**Extract provided:**
◇ ◇ ◇ ◇ ◇

Every day, there seems to be a new weight-loss diet in the news. One of the things I’ve found is that most good programs work, as long as you stick to the program. In my experience, I’ve realized that changing someone’s mindset to their weight-loss approach and understanding how to fit a “program” into their lifestyle and belief system increases the changes of success. Recently, I’ve seen a lot of interest in the concept of “intermittent fasting.” Although this has been around for awhile, it’s only recently gathering interest as a strategy to facilitate weight loss and/or improve overall health and well-being. That being said, you may have patients asking you about this in the near future, if not already. Let’s discuss the benefits of intermittent fasting and explore the best situations in which this strategy can be an effective option to discuss with your doctor of chiropractic.
What Is Intermittent Fasting?
Intermittent fasting is the process whereby one avoids food intake for a specific period of time. Two terms you need to know for this discussion are fasting state and feeding state. Fasting state refers to the length of time one avoids eating. Keep in mind that during the fasting state, fluids are still essential. Drinking water, tea or even coffee is acceptable. The feeding state refers to the length of time one can eat. There’s no strict timing of eating during this state. You can eat one meal, two meals, three meals or more during this state. The point is to eat naturally, rather than trying to fit in a whole day’s worth at once.

◇ ◇ ◇ ◇ ◇

**Information shown:**
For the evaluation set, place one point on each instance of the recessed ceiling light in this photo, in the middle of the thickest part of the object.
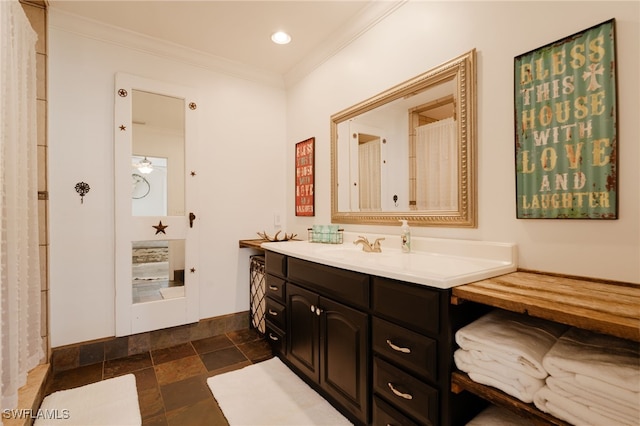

◇ ◇ ◇ ◇ ◇

**Aim of the task:** Name every drink that the passage on intermittent fasting says is acceptable during the fasting state.

**Task response:** Water, tea and coffee.